*Task requirements*:
Rewrite all of the records below, replacing every "module" with "component" and changing nothing else. Leave out the pictures.

*Given records*:

|---|

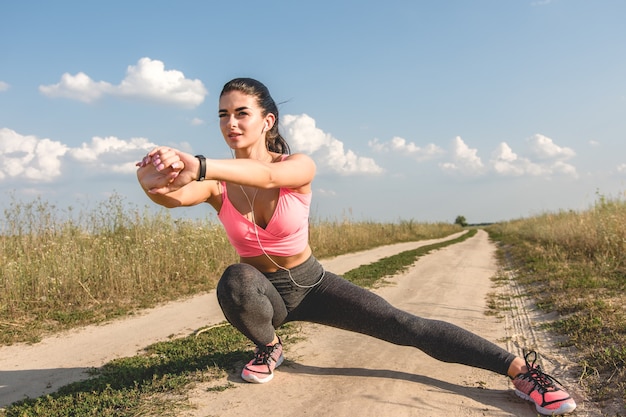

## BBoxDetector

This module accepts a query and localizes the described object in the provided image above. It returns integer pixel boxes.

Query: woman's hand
[136,147,199,194]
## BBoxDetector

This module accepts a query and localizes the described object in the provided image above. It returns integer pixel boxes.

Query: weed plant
[0,195,461,344]
[488,196,626,410]
[0,224,476,417]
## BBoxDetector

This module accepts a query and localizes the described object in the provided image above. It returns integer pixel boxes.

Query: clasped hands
[135,146,199,194]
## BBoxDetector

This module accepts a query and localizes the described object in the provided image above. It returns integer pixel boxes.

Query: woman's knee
[217,263,264,302]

|---|

*Task output*:
## BBoxDetector

This component accepts a query and localizes the described object in the provided image above. It returns integer pixel boxes.

Query: woman's hand
[136,147,199,194]
## BBoxDetector

This component accepts a query and localizes the described object in the provided image above. It returns integer pixel boxes.

Query: weed plant
[0,195,461,344]
[488,196,626,410]
[0,224,476,417]
## BBoxDetector

This component accepts a query and localizes the described object in the provided image above. It returns integer pixel boxes.

Query: clasped hands
[135,146,199,194]
## BBoxDetector

This component accepts a query and localizes the described object in the provided image above. It returns integer pixel boxes.

Query: woman's knee
[217,263,264,302]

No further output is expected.